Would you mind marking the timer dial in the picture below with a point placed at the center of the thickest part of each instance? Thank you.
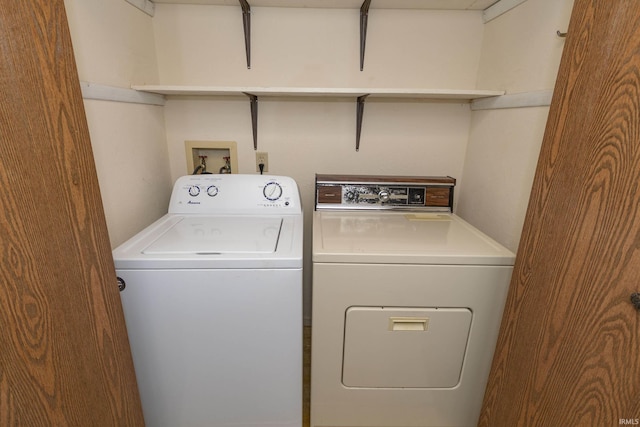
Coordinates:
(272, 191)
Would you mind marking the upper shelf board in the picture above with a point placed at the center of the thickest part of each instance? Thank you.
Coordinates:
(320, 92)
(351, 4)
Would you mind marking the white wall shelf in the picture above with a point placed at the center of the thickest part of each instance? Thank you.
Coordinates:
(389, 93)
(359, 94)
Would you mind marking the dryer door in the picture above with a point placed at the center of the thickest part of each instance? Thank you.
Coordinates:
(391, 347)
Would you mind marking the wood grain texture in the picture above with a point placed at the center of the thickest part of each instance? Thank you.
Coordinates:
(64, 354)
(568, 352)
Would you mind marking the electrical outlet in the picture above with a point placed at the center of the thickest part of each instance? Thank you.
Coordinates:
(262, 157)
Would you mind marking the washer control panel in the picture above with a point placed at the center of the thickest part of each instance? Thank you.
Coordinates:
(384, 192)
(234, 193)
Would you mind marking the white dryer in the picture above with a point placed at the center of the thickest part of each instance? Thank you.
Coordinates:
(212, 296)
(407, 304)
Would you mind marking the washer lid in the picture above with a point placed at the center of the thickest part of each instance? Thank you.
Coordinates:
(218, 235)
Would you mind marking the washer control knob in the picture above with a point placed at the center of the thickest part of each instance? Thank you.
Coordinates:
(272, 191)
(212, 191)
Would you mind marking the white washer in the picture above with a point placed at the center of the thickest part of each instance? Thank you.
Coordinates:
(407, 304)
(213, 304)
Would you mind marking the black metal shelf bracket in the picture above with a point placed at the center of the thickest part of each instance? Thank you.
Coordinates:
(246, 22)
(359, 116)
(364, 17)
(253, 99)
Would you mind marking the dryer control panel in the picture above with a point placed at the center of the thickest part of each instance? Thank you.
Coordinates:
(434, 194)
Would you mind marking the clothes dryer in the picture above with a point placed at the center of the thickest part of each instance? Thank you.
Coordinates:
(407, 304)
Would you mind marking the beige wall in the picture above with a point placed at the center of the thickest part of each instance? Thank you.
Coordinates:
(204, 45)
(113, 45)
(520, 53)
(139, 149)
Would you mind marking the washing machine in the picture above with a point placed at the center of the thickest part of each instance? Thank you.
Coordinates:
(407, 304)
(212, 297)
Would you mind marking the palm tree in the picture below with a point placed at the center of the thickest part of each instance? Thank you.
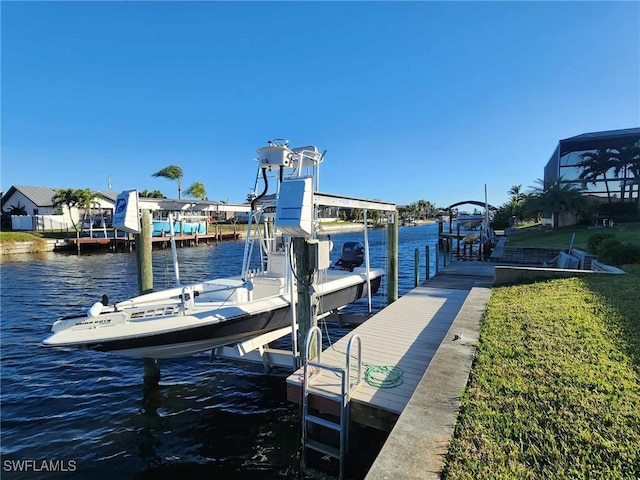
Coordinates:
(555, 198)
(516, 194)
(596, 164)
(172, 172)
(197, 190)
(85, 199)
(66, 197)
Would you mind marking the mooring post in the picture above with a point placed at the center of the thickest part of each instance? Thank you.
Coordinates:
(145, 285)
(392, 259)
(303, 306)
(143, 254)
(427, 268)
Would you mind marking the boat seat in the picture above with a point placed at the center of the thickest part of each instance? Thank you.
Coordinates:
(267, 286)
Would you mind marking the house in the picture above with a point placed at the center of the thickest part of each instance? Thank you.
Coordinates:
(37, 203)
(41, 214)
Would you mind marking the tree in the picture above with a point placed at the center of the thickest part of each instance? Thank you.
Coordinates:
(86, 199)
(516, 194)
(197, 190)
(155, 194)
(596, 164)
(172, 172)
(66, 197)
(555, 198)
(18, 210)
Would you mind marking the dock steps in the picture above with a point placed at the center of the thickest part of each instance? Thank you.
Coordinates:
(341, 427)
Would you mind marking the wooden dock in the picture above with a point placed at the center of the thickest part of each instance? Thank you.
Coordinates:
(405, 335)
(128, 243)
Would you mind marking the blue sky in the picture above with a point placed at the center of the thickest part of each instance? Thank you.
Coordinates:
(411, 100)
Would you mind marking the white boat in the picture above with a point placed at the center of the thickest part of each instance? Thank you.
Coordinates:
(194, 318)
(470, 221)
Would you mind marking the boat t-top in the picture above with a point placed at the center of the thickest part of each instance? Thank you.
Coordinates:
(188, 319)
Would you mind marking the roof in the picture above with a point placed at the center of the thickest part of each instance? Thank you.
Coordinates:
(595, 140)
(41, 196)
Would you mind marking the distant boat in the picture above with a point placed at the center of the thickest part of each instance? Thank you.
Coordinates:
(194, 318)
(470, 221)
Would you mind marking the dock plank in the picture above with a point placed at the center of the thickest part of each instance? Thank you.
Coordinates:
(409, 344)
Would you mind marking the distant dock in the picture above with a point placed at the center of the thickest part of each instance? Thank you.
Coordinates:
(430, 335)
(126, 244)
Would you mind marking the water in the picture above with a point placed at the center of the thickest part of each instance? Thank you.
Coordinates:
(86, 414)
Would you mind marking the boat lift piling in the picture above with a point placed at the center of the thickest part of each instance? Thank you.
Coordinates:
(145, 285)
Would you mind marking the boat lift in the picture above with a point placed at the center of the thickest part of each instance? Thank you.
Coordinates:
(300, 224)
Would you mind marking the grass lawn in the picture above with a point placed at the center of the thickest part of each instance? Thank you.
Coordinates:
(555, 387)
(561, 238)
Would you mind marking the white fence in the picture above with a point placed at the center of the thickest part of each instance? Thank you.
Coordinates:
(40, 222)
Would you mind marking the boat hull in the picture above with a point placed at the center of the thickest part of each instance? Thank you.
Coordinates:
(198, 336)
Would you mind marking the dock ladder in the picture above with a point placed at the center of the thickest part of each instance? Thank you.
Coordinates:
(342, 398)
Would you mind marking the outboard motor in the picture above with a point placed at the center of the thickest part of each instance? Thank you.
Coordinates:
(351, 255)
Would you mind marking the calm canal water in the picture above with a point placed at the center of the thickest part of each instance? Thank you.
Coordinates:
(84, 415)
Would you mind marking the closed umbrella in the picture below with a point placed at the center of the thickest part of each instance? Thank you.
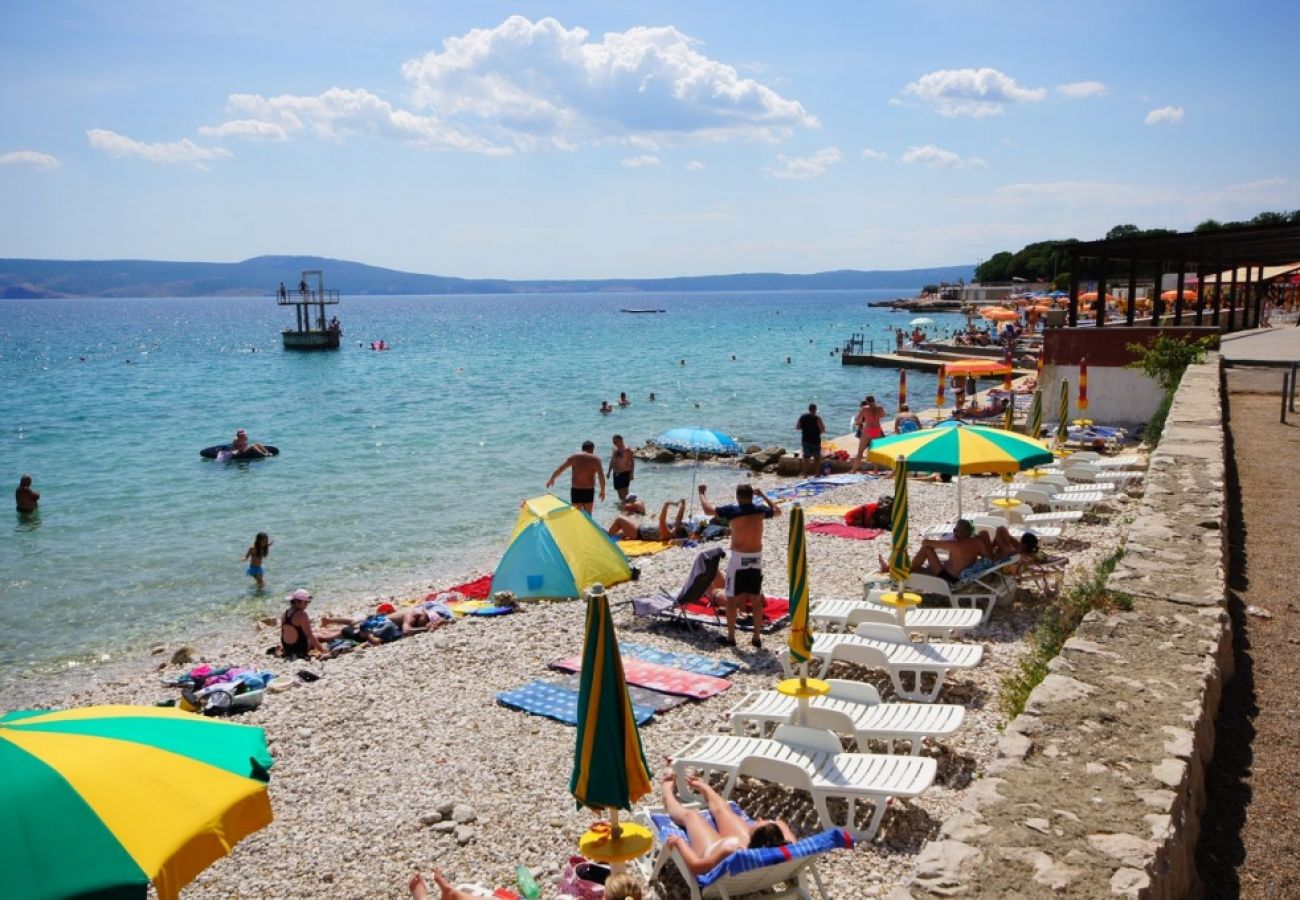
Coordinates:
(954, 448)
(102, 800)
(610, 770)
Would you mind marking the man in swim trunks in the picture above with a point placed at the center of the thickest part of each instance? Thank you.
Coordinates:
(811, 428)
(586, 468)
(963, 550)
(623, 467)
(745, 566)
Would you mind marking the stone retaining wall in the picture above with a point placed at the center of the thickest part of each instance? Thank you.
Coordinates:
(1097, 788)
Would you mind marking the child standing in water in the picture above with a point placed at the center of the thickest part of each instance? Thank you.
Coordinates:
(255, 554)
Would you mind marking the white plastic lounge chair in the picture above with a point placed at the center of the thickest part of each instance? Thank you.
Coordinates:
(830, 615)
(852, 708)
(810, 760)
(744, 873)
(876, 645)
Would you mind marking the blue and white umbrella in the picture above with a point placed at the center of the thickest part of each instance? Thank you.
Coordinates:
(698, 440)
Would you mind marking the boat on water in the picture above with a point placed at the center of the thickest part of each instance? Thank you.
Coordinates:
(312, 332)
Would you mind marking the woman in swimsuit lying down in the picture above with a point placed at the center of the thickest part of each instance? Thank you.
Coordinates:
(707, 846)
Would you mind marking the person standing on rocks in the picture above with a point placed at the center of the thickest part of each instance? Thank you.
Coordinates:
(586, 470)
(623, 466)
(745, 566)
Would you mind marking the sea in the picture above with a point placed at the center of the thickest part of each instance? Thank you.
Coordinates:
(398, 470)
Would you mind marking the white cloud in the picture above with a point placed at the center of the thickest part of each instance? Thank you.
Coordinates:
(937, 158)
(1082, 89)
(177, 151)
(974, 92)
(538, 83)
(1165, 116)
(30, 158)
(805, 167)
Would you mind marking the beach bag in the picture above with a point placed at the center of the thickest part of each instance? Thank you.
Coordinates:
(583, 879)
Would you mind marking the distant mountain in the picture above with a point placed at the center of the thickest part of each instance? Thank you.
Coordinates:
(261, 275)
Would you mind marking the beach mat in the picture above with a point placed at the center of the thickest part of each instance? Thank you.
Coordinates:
----------------------------------------
Print all of the entries word for word. Skip any images they contain.

Would you mind marking the timer dial in the picture below with a point placed at the center of the thickest part of each instance? Thank you.
Coordinates:
(272, 191)
Would you mind marking the upper shelf board in the picture above with a point placed at the center of the thickest part of each instance? Thank you.
Coordinates:
(320, 92)
(351, 4)
Would you mind marking the white wall shelf in the picture above with a point placed at the center of the thickest part of each instance? Thank you.
Coordinates:
(389, 93)
(359, 94)
Would you mind marking the dryer door in the picture above with a point placed at the center of the thickest part of each instance? Thank you.
Coordinates:
(391, 347)
Would you mind marking the wood grain texture in the picture above with a point placed at the center of the thickest part of each instance? Thank you.
Coordinates:
(64, 354)
(568, 352)
Would you mind marking the electrical outlet in the picture above with a point placed at the center of the thickest part of each instance? Thank you.
Coordinates:
(262, 157)
Would you mind marking the washer control panel in the picture above with a point placed at the center of the thickest part of each instance? Thank you.
Coordinates:
(384, 192)
(234, 193)
Would you mind marking the white dryer in the picture above with a point placed at the center of the thickest part of each instance? Thank you.
Coordinates:
(212, 296)
(407, 304)
Would you mind marking the washer lid in the picture above with a point placed at the center of the thickest part of each instance? Thank you.
Coordinates:
(218, 235)
Would you mind marking the washer control knob in the picture above with a point placed at the center of the thickest part of each instance? Thank you.
Coordinates:
(272, 191)
(212, 191)
Would you mind marking the white washer in the picture above with a point placed at the center of the thickest part of each instance? Thank you.
Coordinates:
(407, 304)
(213, 304)
Would you mind marking the black metal shelf bracket in the picture above with a point placed at the center of the thickest part of each instance? Thank you.
Coordinates:
(246, 22)
(359, 116)
(364, 17)
(253, 99)
Would you mind marking the dryer control panel in the picture above with a point placed at the center of the thickest part of each instance? Thank you.
Coordinates:
(434, 194)
Would you mind marking the clothes dryer in the picture above with a point placed at the center of the thickest part of each instance? Thank you.
Coordinates:
(407, 304)
Would you mind marking the beige wall in the picture above with a point placed at the center of the thickest part of each instance? Thank you.
Coordinates:
(204, 45)
(113, 45)
(520, 53)
(139, 149)
Would you mind marking the washing machine in the picture above with a point placed at the center of the thickest part of each instance? Thank you.
Coordinates:
(407, 304)
(212, 297)
Would you mind marking the palm tree in the picture below with a point placed at the center of the thickest part of each instance? Thank you.
Coordinates:
(555, 198)
(516, 194)
(596, 164)
(172, 172)
(197, 190)
(85, 199)
(66, 197)
Would you mind marking the mooring post in the picture above with a point placed at the center of the thickest part of each instance? Thank you.
Coordinates:
(145, 285)
(392, 259)
(303, 306)
(143, 254)
(427, 268)
Would you mind marking the boat seat in the picture above with a point placed at the center of the thickest part of each instance? Thank you.
Coordinates:
(267, 286)
Would you mind marking the house in the picture above with a point placed at the center of the thickest part of each instance? Thank you.
Coordinates:
(37, 203)
(41, 214)
Would you mind marking the tree in the picture above with a point placed at the center of the thickest part of each instance? Thank you.
Coordinates:
(86, 199)
(516, 194)
(197, 190)
(155, 194)
(596, 164)
(172, 172)
(66, 197)
(555, 198)
(18, 210)
Would you mind marking the dock steps in the picture above with a point placed at the center of the thickest part of each instance? Thank you.
Coordinates:
(341, 427)
Would you mind marking the wooden dock in the picture above with a point placed at the center of the thickest part of each instance? Thank you.
Coordinates:
(405, 335)
(128, 243)
Would you mind marking the blue sky in the picture above with a point placed at the center of the thickest part of each instance? Thank you.
Coordinates:
(411, 100)
Would you mind marking the white boat in the picture above with a point placed at the center of the thickest part of each instance? Thank you.
Coordinates:
(194, 318)
(470, 221)
Would you mind marking the boat t-top in the picture above with a point placed at the center of the thickest part of each instance? Thank you.
Coordinates:
(188, 319)
Would you mind marking the roof in the picture above with a point placed at the center of the thickest part of each instance? Thank you.
Coordinates:
(595, 140)
(41, 196)
Would you mind marking the distant boat in the picture above with a point placed at the center of the thickest part of each instance? Thank you.
Coordinates:
(194, 318)
(470, 221)
Would you mind marking the dock plank in the picture above with a point placed at the center of the thickest part of each instance? Thank you.
Coordinates:
(409, 344)
Would you mind marking the distant dock in the picture above with a point placed at the center of the thickest part of each instance? Thank you.
Coordinates:
(430, 335)
(126, 244)
Would you mind marking the water in the picture above with a point placed at the center of the thickest part of each instance? Thank you.
Coordinates:
(86, 414)
Would you mind marking the boat lift piling in the picture above with a point placed at the center of the thickest part of each instance? Thank you.
Coordinates:
(145, 285)
Would you mind marking the boat lift in the picture above with a point placed at the center of the thickest part of each instance? Thank you.
Coordinates:
(300, 224)
Would you mind marking the grass lawn in the picture above with a point placed at the center of the thickest part of each instance? Thank you.
Coordinates:
(555, 387)
(561, 238)
Would you mind marking the white fence in the picture above with a point placed at the center of the thickest part of each instance? Thank you.
Coordinates:
(40, 222)
Would you mind marking the boat hull in the picture above with a point placed at the center of the thickest part of each instance? Thank you.
Coordinates:
(198, 336)
Would you mind marking the dock ladder in the picture above with a point placed at the center of the thickest part of each instance? Thank you.
Coordinates:
(342, 398)
Would you mind marking the outboard motor in the picture above with a point placed at the center of the thickest part of each instance? Thank you.
Coordinates:
(351, 255)
Would you mind marking the calm canal water in the picture above with a point placed at the center of the thickest part of each instance? Thank you.
Coordinates:
(84, 415)
Would you mind marking the closed umbrella in the picture below with a point placed at the center of the thickest part of each instance? Thank you.
Coordinates:
(954, 448)
(102, 800)
(610, 770)
Would you mind marking the man in swim trunks in the picture above with a point placed at the center of the thickest part of each instance? Thank you.
Coordinates:
(811, 428)
(586, 468)
(963, 550)
(623, 467)
(745, 566)
Would you mind marking the stone retaining wall in the picture above with a point placed at the center of the thickest part of each instance? Thank you.
Coordinates:
(1097, 788)
Would you mind marking the child standing in water in the picture above with a point placed at the center of the thickest part of each instance? Thank you.
Coordinates:
(255, 554)
Would you mind marking the white plastic lounge chair in the picture above with a point placed at the center of the thickest part of each instance? Thank you.
Coordinates:
(830, 615)
(852, 708)
(810, 760)
(744, 873)
(876, 645)
Would you mind marking the blue and white umbrella in the picture above with a point placed at the center of the thickest part of each instance? Thank you.
Coordinates:
(698, 440)
Would you mind marking the boat on water in the picture above with a point placed at the center of the thickest part of each instance? Thank you.
Coordinates:
(312, 332)
Would you mind marking the woman in swimsuit lying down in the picture above with a point placed at the center of the thickest part of each instance? Thank you.
Coordinates:
(707, 846)
Would you mind marking the person standing on rocks in the picture above with a point placed at the center of the thickest part of each instance? Thank you.
Coordinates:
(586, 470)
(623, 466)
(745, 566)
Would you mind marking the sea in the picture above with a point placed at the center of the thickest part of each instance? Thank you.
Coordinates:
(398, 470)
Would you mind marking the white cloud in the picture above with a point placed at the center of the thickest part of each instance? Thank you.
Coordinates:
(937, 158)
(1082, 89)
(177, 151)
(974, 92)
(538, 83)
(1165, 116)
(30, 158)
(805, 167)
Would you mind marking the beach bag in the picture above with a point placed at the center of the thickest part of each instance? Thank you.
Coordinates:
(583, 879)
Would you mind marking the distant mountain in the picture above with a point placed at the center of the thickest part of each instance? Thank you.
Coordinates:
(261, 275)
Would you mind marking the beach mat in the picture above with a point placed at the center of the thickest part of each instance? Thank you.
Coordinates:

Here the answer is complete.